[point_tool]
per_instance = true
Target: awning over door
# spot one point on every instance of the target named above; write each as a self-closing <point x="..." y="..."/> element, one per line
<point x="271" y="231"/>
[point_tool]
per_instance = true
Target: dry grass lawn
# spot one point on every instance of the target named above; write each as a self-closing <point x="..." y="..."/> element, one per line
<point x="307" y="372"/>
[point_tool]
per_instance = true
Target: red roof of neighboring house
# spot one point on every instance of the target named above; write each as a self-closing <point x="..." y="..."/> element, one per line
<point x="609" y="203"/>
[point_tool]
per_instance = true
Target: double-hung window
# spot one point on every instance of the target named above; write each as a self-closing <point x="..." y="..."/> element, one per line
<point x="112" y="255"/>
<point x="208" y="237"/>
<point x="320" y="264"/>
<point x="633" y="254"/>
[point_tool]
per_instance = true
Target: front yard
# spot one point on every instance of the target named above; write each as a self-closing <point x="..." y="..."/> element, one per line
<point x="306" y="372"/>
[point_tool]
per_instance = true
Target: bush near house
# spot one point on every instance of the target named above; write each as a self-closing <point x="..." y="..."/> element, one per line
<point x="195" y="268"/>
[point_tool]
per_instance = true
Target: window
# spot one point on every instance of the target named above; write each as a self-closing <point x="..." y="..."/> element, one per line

━━━━━━

PROBLEM REQUIREMENTS:
In the answer, each entry from the listing must be transcribed exactly.

EXERCISE OUTPUT:
[point_tool]
per_instance = true
Target: awning over door
# spot one point on every instance of the target named above; write each as a self-closing <point x="..." y="..."/> element, one per line
<point x="271" y="231"/>
[point_tool]
per_instance = true
Target: dry grass lawn
# spot one point on every instance of the target named above; write each as a self-closing <point x="..." y="..."/> element, one per line
<point x="307" y="372"/>
[point_tool]
per_instance = true
Target: red roof of neighboring house
# spot one point on every instance of the target named above; write each as a self-closing <point x="..." y="..."/> element, one per line
<point x="609" y="203"/>
[point_tool]
per_instance = true
Target: double-hung window
# spot one point on every instance of the target named above; write each as a self-closing <point x="..." y="..."/> element, one per line
<point x="112" y="255"/>
<point x="208" y="237"/>
<point x="320" y="264"/>
<point x="633" y="254"/>
[point_tool]
per_instance = true
Target: front yard
# spot one point on every instance of the target named above; write each as a self-closing <point x="..." y="..."/> element, one per line
<point x="306" y="372"/>
[point_tool]
per_instance = true
Target: bush near house
# spot one point on every instance of the target named above; write each as a self-closing <point x="..." y="..."/> element, one per line
<point x="195" y="268"/>
[point_tool]
per_instance = true
Target: window
# spot one point on every instance of the target named above; write each as a self-closing <point x="..." y="..."/> element, one per line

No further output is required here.